◆ What you are asked to do ◆
Below are the records. Retype exactly the lines between the lines holding "Spot the water" and "Spot the reflection", inclusive.

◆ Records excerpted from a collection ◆
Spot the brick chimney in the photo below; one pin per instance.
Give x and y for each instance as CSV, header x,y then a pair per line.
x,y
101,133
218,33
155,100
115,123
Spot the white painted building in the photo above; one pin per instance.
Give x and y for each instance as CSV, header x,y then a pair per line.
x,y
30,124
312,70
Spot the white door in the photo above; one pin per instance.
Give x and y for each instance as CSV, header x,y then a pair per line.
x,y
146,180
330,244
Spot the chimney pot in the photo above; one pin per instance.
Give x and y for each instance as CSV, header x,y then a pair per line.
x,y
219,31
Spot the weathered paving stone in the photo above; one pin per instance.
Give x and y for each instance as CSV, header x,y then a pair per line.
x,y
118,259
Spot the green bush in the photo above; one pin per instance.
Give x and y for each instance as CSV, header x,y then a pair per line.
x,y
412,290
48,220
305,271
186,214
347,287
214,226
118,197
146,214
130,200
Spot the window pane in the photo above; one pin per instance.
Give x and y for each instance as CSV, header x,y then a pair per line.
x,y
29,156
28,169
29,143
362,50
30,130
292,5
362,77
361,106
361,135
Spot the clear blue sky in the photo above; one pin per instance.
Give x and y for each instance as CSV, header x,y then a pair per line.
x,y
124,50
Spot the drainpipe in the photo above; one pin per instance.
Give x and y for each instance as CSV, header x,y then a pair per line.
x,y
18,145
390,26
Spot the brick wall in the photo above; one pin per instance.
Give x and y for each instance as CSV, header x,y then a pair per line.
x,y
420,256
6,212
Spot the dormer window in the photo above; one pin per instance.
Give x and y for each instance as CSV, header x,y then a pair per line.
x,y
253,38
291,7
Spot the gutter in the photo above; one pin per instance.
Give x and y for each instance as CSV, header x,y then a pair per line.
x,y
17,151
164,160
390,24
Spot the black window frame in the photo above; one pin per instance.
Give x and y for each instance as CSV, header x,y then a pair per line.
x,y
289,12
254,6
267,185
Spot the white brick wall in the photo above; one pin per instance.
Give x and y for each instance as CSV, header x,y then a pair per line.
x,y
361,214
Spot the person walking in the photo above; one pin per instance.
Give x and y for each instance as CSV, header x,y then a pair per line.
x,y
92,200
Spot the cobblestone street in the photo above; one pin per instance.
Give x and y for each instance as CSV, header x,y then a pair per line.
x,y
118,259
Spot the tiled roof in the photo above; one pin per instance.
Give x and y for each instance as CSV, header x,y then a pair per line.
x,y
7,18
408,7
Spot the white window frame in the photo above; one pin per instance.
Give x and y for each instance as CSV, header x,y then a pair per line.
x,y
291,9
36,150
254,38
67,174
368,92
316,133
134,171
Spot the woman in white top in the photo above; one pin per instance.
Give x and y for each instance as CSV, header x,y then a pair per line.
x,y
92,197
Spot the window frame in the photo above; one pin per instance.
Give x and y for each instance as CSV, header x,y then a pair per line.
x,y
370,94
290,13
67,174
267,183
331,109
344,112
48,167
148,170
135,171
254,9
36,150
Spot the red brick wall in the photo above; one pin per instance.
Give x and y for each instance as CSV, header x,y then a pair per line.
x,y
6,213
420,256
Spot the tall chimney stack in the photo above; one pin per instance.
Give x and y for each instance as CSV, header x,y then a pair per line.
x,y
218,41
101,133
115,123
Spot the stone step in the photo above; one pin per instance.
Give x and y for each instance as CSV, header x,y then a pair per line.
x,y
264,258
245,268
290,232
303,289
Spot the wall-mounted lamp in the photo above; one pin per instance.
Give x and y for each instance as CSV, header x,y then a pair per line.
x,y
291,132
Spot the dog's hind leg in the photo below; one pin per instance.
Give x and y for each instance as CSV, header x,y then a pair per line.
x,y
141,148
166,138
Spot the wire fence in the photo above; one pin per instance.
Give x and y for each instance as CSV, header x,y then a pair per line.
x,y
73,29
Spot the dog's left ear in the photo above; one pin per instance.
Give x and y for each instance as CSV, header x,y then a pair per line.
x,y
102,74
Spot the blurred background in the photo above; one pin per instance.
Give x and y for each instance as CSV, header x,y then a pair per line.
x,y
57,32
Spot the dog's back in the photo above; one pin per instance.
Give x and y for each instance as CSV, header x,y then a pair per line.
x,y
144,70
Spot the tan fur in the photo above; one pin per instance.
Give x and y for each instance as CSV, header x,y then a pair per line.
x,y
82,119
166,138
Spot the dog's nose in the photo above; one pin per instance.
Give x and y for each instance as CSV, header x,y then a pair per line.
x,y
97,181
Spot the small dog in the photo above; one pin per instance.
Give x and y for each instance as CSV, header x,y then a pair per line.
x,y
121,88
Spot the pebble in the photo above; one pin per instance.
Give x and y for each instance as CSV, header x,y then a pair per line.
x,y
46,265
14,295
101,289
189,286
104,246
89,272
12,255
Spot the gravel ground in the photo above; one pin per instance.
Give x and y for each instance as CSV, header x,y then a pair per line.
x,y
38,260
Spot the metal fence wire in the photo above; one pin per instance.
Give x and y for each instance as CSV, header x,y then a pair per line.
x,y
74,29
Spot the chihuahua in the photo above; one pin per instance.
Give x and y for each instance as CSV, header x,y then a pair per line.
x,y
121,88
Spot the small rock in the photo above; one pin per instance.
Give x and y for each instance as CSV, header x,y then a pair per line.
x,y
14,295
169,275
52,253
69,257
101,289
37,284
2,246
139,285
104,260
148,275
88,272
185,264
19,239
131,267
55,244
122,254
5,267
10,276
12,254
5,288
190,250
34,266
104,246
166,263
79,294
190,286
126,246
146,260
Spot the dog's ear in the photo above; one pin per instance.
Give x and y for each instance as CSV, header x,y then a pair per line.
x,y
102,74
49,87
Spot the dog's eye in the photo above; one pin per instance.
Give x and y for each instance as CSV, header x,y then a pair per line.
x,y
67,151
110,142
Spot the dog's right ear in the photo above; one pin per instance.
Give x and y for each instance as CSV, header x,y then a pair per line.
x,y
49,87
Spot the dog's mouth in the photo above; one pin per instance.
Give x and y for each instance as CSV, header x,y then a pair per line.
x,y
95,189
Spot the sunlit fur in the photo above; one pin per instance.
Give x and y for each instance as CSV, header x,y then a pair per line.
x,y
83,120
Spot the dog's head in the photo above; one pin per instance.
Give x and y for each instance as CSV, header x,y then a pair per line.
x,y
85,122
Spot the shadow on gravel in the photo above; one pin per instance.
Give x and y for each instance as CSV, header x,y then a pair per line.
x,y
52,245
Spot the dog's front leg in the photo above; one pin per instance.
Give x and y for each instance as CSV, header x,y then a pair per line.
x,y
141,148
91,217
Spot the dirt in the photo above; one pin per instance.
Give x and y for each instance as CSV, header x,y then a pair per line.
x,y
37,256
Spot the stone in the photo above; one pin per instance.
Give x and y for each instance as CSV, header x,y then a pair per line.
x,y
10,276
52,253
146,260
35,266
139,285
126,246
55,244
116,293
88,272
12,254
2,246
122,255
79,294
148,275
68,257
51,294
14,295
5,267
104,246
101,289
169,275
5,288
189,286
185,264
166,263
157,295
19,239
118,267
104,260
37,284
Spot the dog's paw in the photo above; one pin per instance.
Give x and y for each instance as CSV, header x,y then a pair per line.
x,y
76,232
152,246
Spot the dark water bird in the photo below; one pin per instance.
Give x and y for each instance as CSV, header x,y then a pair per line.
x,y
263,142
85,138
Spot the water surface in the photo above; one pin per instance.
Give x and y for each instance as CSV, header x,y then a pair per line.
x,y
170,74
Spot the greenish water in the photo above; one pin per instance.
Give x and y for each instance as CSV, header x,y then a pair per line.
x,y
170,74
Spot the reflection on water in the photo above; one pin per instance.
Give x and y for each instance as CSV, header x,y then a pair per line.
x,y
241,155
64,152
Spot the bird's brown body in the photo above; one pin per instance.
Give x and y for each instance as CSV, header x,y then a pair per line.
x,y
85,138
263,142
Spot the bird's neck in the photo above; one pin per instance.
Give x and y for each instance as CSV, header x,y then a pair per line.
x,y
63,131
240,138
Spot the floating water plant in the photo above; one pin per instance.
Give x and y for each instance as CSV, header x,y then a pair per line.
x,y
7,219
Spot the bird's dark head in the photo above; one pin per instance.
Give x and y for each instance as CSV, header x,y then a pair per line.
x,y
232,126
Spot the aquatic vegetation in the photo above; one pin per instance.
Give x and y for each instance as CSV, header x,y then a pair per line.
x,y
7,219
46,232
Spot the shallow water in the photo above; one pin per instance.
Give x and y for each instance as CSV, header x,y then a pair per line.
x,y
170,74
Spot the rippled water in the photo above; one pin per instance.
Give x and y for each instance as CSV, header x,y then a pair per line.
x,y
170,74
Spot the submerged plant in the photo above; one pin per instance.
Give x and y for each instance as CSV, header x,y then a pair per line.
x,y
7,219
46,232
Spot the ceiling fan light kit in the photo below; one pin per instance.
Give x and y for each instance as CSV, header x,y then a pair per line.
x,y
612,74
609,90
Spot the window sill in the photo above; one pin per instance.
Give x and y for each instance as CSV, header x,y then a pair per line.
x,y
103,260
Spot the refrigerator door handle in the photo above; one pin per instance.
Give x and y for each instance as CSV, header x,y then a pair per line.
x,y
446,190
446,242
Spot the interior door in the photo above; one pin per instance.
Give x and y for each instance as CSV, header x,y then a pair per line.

◆ Written answer ◆
Spot the water surface in the photo above; one pin per instance.
Give x and y for each instance as CSV, header x,y then a pair per line.
x,y
170,74
Spot the greenish water in the photo above; one pin per instance.
Give x and y for each instance as CSV, header x,y then a pair per line.
x,y
170,74
Spot the reflection on water in the photo above; one pin per instance.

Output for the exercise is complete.